== TEXTO DE APOIO ==
..............................
Opinião

Quando a Autonomia esquece os direitos sociais das mulheres

A legalização da interrupção voluntária da gravidez é uma matéria sensível por influir em domínios difíceis de escrutinar como a emancipação feminina, a sexualidade, a saúde, os direitos humanos e questões de consciência.

Indicadores estatísticos oficiais provam os resultados e impactos positivos das políticas públicas promotoras da educação sexual, do planeamento familiar e da legalização da interrupção voluntária de gravidez.

A aplicação desta Lei na RAA, desde a sua promulgação em 2007, procurou envolver os três hospitais da Região e, conforme dados do Governo Regional, do total de médicos especialistas em Ginecologia/Obstetrícia, existem quatro médicos não objetores no Hospital do Divino Espírito Santo (HDES) e dois no Hospital da Horta (HH).

Todavia desde 2021 só no HH é que é possível às mulheres aceder a este direito.  

Às mulheres de São Miguel ou acompanhadas pelo HDES foi-lhes vetado o acesso a este direito por deliberação do Conselho de Administração deste Hospital, tendo em 2022 recorrido a este serviço 120 mulheres, de acordo com declarações do Diretor do Serviço de Obstetrícia do HDES, Dr. Carlos Ponte, e não apenas as 80 que o Governo refere terem sido encaminhadas para uma Clínica Privada no Continente.  

Independentemente do número, a deliberação do Conselho de Administração do HDES configura um claro retrocesso e põe em causa o acesso à liberdade e direitos das mulheres, da Ilha de São Miguel e da Região. Esta deliberação coloca-as numa situação de maior exposição e vulnerabilidade pelo recurso ao aborto cirúrgico e não médico, com uma maior invasão do corpo da mulher e sofrimento psicológico, sem esquecer o facto deste procedimento ter de ser feito fora da Região e da zona de conforto e da família e amigos.

Ou seja, por decisão da Administração do HDES e com a cumplicidade deste Governo de direita, as mulheres que têm necessidade de recorrer à interrupção voluntária da gravidez são, desde 2021, obrigadas a ir para uma clínica privada no continente quando o próprio Governo confirma existirem 4 médicos especialistas não objetores de consciência.
..............................
== DADOS FORNECIDOS ==
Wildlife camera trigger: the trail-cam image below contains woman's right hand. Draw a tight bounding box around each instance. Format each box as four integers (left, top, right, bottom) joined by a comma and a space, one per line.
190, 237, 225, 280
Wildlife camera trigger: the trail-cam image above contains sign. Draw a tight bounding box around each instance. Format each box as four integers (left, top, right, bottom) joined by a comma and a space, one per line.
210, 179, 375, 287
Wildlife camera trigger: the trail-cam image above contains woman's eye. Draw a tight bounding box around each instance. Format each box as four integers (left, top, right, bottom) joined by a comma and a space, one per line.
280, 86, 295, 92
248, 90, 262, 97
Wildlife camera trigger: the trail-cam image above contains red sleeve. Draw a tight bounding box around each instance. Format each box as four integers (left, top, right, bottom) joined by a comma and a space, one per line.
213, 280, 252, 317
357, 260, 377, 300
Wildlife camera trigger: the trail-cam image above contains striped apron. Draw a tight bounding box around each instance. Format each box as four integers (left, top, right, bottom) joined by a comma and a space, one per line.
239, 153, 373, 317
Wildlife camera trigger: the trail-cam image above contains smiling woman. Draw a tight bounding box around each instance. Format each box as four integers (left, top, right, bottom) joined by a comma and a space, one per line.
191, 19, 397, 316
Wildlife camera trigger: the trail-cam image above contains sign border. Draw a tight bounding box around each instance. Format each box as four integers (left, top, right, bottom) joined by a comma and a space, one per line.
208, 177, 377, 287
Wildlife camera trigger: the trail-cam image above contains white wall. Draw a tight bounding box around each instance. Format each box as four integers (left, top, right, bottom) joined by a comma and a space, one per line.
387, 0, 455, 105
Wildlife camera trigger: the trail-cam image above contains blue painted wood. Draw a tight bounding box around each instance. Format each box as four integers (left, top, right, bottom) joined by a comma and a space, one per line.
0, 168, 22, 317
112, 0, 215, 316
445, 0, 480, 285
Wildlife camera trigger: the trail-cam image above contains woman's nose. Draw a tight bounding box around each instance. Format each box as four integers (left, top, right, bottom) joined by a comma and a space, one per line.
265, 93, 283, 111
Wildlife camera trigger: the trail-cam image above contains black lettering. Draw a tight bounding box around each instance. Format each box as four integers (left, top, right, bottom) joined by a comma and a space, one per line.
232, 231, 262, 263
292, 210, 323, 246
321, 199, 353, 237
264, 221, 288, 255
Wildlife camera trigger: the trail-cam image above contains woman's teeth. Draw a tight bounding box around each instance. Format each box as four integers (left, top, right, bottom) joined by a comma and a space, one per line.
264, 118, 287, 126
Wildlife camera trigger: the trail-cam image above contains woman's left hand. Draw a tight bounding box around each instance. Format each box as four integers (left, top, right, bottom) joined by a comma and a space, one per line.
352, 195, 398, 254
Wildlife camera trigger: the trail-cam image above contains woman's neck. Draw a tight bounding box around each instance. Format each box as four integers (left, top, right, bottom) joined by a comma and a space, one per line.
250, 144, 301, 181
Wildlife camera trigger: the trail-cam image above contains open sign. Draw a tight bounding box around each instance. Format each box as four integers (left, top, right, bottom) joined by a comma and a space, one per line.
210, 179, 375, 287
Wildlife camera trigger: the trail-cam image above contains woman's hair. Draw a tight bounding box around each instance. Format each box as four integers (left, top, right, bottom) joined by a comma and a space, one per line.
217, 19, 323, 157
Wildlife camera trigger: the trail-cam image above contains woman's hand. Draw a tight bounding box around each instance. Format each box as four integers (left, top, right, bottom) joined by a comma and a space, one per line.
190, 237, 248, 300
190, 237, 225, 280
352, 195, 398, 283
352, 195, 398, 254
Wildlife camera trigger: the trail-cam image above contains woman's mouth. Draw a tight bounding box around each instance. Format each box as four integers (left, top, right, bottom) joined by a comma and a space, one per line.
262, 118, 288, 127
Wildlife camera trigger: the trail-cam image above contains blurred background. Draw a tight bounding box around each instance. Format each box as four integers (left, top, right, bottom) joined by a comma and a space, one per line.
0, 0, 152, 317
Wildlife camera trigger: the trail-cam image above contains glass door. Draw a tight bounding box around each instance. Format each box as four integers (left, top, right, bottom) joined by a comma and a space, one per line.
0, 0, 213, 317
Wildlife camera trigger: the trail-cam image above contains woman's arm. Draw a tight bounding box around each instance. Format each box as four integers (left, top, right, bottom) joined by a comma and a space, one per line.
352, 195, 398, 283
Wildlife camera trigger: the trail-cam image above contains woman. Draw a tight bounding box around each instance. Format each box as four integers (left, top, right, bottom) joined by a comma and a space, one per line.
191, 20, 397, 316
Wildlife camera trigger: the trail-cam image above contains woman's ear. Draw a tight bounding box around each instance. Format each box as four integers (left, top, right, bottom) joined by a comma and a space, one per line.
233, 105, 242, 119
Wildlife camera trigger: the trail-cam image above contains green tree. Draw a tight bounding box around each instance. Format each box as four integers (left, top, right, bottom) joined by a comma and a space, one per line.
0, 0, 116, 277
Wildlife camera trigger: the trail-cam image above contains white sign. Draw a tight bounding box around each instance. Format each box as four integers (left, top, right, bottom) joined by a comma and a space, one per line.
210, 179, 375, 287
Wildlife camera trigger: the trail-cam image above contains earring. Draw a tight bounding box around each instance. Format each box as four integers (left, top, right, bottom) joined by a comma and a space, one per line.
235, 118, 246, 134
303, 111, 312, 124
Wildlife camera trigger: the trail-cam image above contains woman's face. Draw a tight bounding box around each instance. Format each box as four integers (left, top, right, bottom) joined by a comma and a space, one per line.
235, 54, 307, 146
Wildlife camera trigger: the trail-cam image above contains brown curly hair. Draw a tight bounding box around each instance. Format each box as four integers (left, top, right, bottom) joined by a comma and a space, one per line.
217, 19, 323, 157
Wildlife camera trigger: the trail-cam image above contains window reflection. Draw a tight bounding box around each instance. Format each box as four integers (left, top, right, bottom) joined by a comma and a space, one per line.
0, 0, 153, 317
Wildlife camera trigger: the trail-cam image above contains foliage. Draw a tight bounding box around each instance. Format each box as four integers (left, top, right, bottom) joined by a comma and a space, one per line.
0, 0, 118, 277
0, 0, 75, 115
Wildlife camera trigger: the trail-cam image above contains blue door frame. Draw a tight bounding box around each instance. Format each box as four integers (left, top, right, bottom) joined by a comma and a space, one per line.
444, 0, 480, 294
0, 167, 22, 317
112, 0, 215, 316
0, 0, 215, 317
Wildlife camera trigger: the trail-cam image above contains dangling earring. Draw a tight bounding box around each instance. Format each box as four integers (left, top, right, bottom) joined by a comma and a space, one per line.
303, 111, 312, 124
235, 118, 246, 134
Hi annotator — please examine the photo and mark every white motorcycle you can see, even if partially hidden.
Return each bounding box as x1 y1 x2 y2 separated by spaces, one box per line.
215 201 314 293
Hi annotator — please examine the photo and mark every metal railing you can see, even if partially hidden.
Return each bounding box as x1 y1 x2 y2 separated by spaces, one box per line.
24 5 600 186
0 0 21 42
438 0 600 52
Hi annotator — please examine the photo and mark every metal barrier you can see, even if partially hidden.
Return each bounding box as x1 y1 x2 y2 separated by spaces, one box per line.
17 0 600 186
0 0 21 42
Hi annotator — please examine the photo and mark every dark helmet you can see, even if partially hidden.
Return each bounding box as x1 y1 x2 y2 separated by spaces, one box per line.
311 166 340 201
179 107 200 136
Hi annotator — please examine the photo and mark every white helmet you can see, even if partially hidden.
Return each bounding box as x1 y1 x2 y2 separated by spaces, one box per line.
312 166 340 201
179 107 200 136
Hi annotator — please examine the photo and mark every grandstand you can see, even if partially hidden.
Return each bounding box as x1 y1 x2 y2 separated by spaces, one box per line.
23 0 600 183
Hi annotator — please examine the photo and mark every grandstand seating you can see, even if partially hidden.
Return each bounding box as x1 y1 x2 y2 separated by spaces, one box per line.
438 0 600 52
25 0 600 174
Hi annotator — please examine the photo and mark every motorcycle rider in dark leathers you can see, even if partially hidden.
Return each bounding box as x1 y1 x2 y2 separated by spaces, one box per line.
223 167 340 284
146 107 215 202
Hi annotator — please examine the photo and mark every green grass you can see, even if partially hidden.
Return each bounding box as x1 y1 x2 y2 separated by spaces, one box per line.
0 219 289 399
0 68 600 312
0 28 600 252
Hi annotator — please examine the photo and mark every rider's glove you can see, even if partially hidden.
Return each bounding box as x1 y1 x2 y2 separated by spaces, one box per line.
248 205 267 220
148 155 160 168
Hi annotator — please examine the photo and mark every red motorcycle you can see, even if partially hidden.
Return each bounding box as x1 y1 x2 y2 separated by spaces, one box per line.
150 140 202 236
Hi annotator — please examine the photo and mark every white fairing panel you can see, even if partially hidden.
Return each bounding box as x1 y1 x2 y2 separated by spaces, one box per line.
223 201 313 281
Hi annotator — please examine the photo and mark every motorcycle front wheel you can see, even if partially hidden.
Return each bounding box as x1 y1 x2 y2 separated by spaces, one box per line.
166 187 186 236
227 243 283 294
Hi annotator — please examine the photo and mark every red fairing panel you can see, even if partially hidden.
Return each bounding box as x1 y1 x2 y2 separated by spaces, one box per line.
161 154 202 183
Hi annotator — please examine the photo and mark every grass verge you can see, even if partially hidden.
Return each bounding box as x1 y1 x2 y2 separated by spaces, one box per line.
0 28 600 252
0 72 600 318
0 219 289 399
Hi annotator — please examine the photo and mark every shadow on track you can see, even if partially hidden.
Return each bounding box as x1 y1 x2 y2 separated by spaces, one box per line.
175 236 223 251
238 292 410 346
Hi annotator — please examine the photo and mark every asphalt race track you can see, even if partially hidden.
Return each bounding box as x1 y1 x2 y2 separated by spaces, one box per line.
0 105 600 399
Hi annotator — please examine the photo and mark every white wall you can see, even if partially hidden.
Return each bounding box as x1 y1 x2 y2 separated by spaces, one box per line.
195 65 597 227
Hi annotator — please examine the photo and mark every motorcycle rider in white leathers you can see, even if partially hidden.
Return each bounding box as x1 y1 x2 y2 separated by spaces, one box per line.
..............................
== TAREFAS PROPOSTAS ==
1 – Segundo o texto de apoio, quantos médicos não objetores existem no Hospital da Horta?
2 – Reescreve, sem mudar nada, o trecho do texto de apoio que começa em "Quando a Autonomia" e acaba em "questões de consciência.".
Os dados vêm de uma fonte diferente da do texto de apoio.

== RESULTADOS ESPERADOS ==
1 – Dois.

2 –
Quando a Autonomia esquece os direitos sociais das mulheres

A legalização da interrupção voluntária da gravidez é uma matéria sensível por influir em domínios difíceis de escrutinar como a emancipação feminina, a sexualidade, a saúde, os direitos humanos e questões de consciência.